# [Work to be completed]
From the data underneath, reproduce exactly the stretch that begins at the line with "Target: bicycle wheel" and ends after the line with "Target: mountain".

# [Data to use]
-.-.-

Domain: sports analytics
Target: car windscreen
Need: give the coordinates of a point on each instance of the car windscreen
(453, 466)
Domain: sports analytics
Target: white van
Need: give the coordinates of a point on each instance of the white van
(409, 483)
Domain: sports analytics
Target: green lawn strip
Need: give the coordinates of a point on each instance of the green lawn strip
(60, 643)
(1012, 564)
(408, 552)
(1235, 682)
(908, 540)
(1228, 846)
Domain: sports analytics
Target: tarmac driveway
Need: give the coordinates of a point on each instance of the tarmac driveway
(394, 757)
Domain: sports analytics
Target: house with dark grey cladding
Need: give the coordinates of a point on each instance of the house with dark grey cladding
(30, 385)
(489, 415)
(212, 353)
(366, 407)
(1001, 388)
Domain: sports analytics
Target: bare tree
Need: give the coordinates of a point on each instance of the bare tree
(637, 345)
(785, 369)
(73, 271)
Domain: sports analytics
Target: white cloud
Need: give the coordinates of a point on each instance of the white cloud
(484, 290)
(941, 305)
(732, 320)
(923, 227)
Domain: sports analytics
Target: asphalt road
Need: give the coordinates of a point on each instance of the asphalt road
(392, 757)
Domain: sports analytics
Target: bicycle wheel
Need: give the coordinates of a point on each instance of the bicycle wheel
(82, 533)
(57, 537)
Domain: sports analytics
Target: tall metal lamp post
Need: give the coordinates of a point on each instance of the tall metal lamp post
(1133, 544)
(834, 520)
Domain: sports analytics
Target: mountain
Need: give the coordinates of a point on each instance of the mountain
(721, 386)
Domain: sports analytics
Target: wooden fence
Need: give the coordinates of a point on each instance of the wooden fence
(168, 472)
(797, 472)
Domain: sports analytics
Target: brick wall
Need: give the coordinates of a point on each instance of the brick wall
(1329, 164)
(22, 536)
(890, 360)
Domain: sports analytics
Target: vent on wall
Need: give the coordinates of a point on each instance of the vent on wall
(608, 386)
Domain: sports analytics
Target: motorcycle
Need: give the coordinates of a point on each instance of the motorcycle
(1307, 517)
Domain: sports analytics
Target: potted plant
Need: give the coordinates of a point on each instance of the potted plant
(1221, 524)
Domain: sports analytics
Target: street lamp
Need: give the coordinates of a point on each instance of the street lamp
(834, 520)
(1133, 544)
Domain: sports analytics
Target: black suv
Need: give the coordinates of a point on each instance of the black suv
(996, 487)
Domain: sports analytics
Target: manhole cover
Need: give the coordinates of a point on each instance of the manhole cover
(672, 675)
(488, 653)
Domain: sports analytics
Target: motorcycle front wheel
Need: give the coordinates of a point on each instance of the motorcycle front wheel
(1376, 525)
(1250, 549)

-.-.-

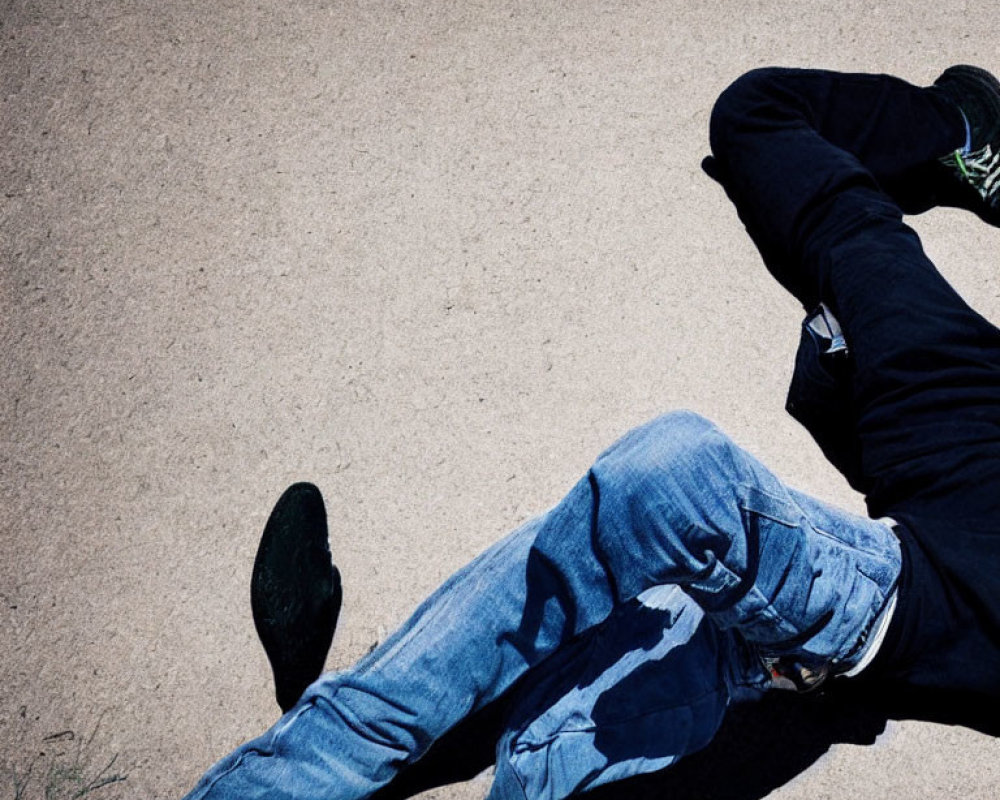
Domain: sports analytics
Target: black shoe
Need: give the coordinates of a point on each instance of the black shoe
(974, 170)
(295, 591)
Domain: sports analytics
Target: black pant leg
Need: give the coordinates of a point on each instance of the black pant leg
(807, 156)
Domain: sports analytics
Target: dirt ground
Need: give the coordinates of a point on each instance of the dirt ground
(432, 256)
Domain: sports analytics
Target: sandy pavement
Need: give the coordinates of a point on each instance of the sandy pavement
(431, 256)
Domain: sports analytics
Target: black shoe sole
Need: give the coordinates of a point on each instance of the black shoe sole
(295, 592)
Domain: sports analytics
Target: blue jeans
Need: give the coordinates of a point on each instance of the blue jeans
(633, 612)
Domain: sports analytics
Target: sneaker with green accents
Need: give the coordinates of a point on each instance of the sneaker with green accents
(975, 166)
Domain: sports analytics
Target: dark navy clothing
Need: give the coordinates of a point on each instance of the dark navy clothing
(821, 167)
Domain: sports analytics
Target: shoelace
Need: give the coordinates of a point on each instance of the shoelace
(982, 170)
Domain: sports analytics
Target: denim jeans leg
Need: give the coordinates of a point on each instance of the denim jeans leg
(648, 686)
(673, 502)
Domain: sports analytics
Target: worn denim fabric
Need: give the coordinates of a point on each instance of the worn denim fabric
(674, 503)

-.-.-

# [Completed task]
Target: bicycle wheel
Need: give the coordinates of a point on each instance of the bicycle wheel
(82, 533)
(57, 537)
Domain: sports analytics
Target: tall metal lamp post
Need: give the coordinates of a point on each instance of the tall metal lamp post
(1133, 544)
(834, 520)
Domain: sports analytics
Target: mountain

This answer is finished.